## Exercise instructions
Copy the lines below word for word, leaving out the pictures.

>> Begin Data to process

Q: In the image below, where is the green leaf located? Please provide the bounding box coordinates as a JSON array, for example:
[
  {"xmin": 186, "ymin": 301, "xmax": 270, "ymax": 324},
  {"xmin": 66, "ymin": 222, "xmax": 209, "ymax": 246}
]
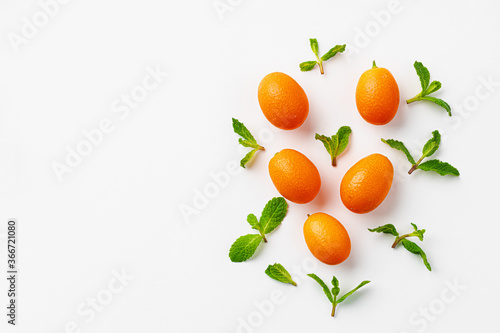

>> End Data to process

## Exercise solution
Q: In the image below, where is the green leaf located? Please provide the bounding box coordinates as a JSON array, for example:
[
  {"xmin": 186, "ymin": 301, "xmax": 270, "ymax": 324},
  {"xmin": 66, "ymin": 222, "xmax": 209, "ymax": 246}
]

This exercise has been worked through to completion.